◆ ASSIGNMENT
Copy out, from the data, each line containing the string "identify".

◆ MATERIALS PROVIDED
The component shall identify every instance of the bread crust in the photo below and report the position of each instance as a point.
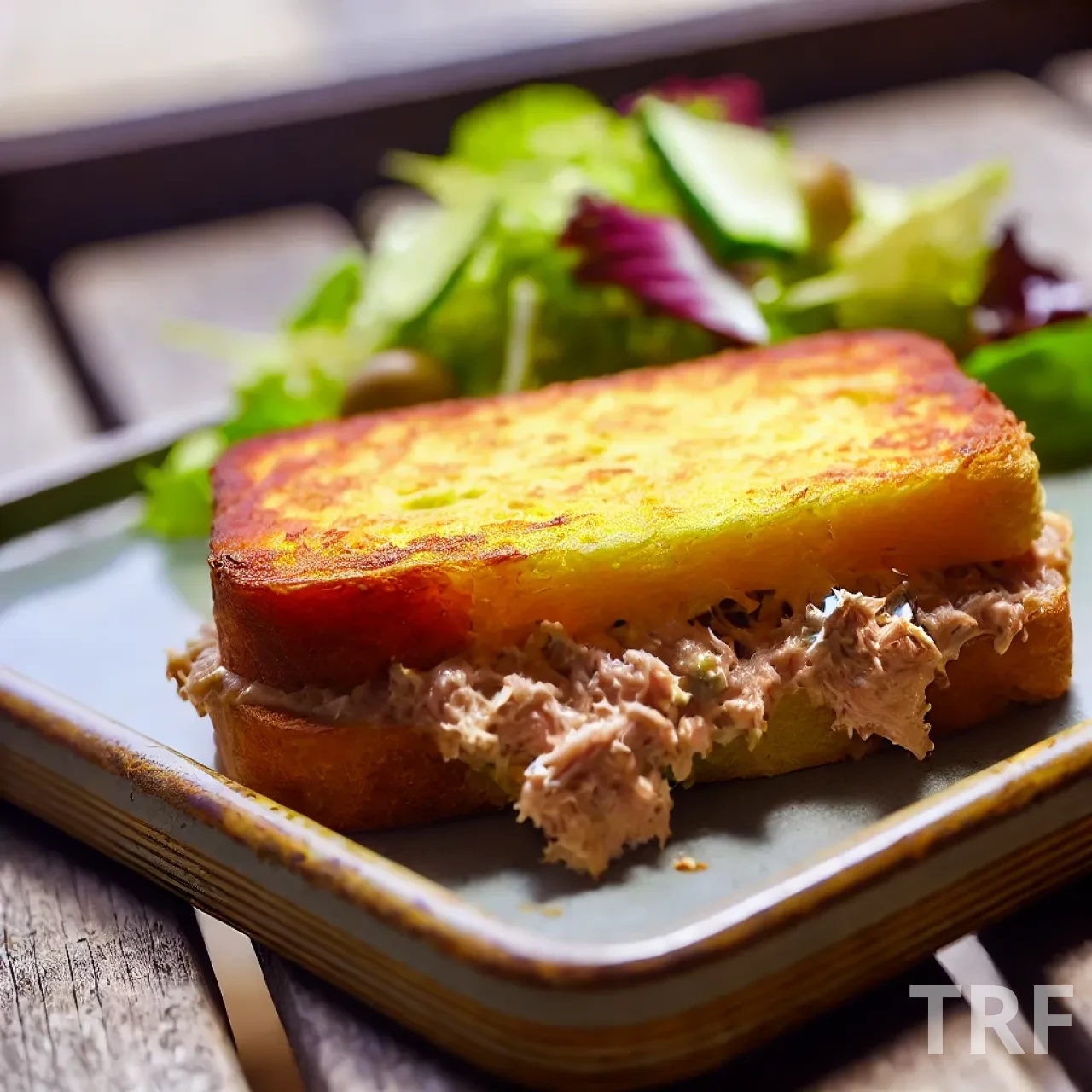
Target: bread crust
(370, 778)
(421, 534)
* * *
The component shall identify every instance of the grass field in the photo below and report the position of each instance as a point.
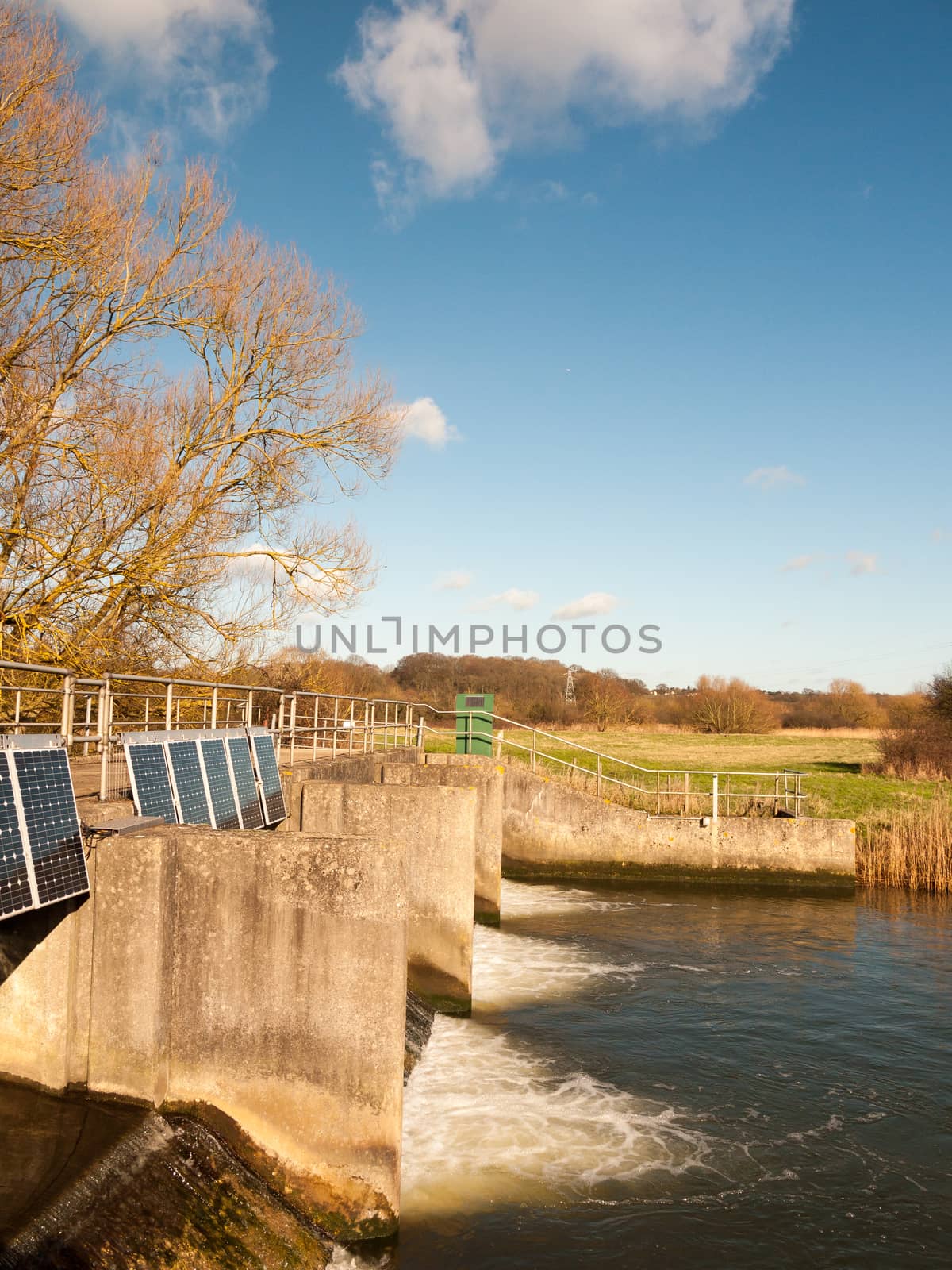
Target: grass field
* * *
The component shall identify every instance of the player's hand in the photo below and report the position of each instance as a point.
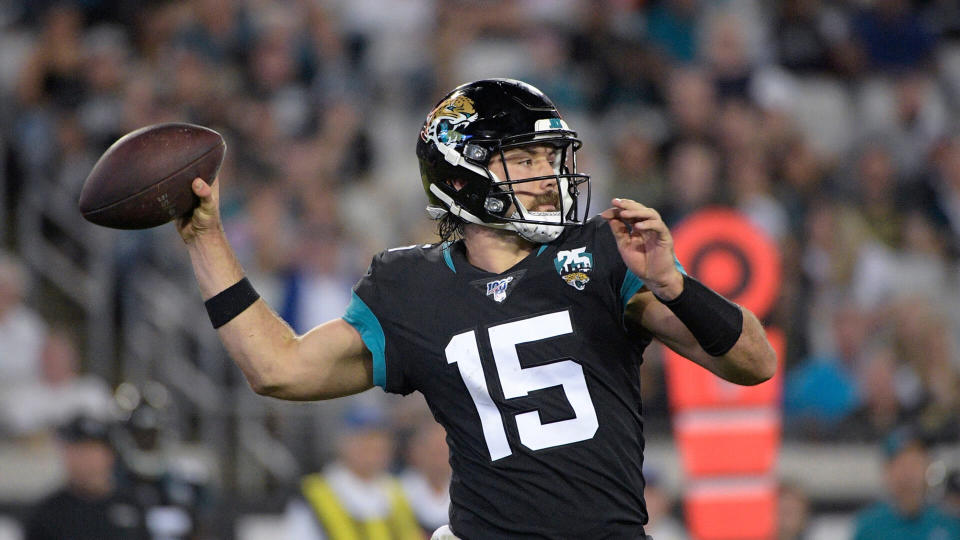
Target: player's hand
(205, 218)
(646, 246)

◆ RESPONSE
The component shall identify every instance of the bread crust in the photo below and report the position of each instance as a point.
The component shall identify every instance of the grass field in the photo below and report the position of each instance as a point.
The component shall identify every instance of the player's hand in the photo below and report the position of each instance as a point.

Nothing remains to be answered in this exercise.